Exercise instructions
(1) In the blog post about summer and changes, what was the temperature by 7:00pm?
(2) Keep writing the blog post about summer and changes, picking up right after its last sentence.

Passage to read
Friday, May 29, 2009

changes

How handsome is this guy? He's going to the be the fox in school!

Wednesday was Maysen’s last day of school so I guess for him that signified the beginning of summer. And today sure felt like it! I think it got to above 90F here today. By 7:00pm tonight it was still 87F. So we pulled out the hose and let the boys get wet before bedtime.

I have always said that I believe that everything happens for a reason. And sometimes it just feel like life’s taking a turn. That is what is happening for me. I haven’t said anything but there have been some changes heading my way that I am excited about. We are expecting another baby! No – just kidding!!!

I have felt a heavy weight on my back over the last few months. Almost like a conflict. The Mommy in me loves staying home … but the NURSE in me, the part that craves helping and healing has felt stifled. True; I still go in and work at the clinic and work Triage and fill in here and there, but I have craved something “more”. More of a specialty, maybe.

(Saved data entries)
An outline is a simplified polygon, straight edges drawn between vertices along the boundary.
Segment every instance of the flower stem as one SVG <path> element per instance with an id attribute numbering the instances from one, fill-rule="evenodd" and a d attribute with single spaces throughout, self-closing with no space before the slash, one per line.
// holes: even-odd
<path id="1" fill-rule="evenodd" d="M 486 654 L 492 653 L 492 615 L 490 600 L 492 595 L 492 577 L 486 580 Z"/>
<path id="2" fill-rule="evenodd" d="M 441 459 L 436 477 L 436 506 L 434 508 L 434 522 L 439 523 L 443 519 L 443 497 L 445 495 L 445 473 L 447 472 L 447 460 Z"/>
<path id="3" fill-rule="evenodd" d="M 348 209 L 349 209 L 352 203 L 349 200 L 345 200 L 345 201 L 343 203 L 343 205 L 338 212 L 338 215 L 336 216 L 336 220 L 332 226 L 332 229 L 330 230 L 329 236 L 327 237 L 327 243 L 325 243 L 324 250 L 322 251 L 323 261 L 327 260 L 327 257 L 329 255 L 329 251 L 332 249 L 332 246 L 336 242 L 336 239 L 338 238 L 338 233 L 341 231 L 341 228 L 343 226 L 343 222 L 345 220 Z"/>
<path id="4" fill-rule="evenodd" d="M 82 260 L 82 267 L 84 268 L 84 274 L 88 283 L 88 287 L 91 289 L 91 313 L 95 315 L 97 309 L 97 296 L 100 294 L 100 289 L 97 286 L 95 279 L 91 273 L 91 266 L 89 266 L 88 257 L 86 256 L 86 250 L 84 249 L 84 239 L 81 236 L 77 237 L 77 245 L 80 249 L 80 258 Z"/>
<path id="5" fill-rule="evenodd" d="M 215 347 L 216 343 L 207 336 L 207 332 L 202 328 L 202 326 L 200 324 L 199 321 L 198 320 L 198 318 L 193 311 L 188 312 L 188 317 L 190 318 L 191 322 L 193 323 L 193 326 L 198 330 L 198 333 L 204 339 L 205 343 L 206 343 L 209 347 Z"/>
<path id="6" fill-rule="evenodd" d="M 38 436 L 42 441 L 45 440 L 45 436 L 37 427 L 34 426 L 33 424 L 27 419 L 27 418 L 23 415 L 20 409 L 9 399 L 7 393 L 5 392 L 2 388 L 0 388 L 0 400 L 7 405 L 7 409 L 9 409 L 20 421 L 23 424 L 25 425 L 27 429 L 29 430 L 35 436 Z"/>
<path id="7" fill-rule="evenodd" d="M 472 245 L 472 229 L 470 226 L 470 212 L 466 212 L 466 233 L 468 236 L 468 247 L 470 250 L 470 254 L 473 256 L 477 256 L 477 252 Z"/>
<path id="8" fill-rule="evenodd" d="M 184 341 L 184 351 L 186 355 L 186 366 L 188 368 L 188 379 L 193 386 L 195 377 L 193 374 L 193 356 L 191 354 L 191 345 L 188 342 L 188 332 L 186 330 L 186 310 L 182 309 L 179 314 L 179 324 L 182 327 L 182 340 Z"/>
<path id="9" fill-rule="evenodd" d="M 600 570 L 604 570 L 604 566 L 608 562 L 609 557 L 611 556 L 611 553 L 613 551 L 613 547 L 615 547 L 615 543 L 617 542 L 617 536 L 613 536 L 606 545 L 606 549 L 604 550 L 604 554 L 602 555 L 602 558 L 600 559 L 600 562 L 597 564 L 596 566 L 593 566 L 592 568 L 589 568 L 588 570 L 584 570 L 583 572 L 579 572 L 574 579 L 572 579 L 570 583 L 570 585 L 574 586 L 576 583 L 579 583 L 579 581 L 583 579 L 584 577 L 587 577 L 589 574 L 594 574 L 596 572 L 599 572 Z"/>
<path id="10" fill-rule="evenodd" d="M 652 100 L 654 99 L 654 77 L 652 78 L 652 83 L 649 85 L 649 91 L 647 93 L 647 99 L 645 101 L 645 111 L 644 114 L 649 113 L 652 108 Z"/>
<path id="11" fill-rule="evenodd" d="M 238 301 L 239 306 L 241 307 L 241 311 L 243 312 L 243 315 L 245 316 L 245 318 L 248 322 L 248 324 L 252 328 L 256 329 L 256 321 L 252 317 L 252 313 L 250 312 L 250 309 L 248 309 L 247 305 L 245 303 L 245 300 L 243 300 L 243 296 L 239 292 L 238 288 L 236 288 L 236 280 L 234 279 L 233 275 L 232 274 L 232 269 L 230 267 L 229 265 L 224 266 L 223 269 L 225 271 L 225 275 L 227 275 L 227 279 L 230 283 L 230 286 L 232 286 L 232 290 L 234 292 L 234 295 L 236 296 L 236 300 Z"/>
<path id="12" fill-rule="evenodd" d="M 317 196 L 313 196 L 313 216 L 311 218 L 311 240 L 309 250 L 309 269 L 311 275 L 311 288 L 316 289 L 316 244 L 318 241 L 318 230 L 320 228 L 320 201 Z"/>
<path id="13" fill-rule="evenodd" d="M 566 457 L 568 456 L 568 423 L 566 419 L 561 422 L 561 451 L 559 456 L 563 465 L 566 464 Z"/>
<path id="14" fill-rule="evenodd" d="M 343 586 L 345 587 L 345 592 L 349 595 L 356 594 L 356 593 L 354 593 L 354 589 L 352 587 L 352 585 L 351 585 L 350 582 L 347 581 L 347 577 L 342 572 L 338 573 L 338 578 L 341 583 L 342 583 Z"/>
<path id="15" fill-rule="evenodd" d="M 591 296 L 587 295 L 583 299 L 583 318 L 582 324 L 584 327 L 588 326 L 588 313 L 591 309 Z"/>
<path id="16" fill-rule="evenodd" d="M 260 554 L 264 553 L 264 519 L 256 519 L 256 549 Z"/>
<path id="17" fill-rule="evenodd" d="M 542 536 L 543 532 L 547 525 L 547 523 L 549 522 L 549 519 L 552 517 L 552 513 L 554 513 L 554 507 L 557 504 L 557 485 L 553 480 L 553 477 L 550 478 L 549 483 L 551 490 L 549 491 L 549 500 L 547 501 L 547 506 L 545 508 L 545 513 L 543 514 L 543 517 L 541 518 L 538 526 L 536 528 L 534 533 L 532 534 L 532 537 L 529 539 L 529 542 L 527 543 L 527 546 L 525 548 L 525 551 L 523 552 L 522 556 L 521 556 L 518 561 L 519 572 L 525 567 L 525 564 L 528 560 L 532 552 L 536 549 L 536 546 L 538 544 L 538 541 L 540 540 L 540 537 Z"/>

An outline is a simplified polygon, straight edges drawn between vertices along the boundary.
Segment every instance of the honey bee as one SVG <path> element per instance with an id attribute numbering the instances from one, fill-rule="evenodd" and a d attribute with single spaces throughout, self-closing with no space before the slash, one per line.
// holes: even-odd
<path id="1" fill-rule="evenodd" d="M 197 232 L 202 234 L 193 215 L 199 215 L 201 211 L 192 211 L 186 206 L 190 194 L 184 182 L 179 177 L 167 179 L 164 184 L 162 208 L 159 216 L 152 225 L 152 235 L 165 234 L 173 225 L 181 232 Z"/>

Responses by task
(1) It was still 87F.

(2)
So, I started keeping my eyes open for PRN (meaning basically “fill in”) positions in other areas of medicine. I applied for PRN positions in the ER, the ICU, and even the OR. That produced nothing, as I learned from a physician-friend of mine that the local hospital is experiencing a hiring freeze. Then one late night I happened across an ad for a PRN pre-op/PACU (recovery nurse) position for approx 1 day per week. I sent in my application, 1 week after it was posted and waited. Nothing. Then on the 4th day, I got a call from the NeuroSpine Institute in town. She asked me to meet with her the following morning and we had a TWELVE MINUTE interview. I thought it was doomed. I have, afterall, no experience in Pre-Op or Recovery Room. She told me she’d call me the following Tuesday after Memorial Day.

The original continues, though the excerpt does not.